#### [Problem requirements]
Copy out each line of the data below that contains the string "river", matching case exactly.
____________
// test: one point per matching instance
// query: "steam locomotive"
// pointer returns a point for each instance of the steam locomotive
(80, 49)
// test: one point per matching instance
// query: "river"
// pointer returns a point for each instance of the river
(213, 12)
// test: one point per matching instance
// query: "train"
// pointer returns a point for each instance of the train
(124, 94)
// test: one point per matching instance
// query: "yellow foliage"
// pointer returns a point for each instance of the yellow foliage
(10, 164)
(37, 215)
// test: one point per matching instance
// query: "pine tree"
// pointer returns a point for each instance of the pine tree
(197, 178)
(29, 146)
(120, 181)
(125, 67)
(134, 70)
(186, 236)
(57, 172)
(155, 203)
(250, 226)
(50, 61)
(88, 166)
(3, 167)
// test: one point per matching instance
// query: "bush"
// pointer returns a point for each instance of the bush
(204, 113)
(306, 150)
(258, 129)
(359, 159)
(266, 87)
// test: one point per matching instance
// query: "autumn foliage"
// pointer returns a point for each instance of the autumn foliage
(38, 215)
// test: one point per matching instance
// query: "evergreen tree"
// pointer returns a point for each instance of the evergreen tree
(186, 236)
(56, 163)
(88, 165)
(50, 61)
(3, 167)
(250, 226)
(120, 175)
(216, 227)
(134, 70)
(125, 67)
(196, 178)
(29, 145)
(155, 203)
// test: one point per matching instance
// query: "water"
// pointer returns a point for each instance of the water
____________
#### [Finished answer]
// query: "river"
// pointer returns a point for each instance of the river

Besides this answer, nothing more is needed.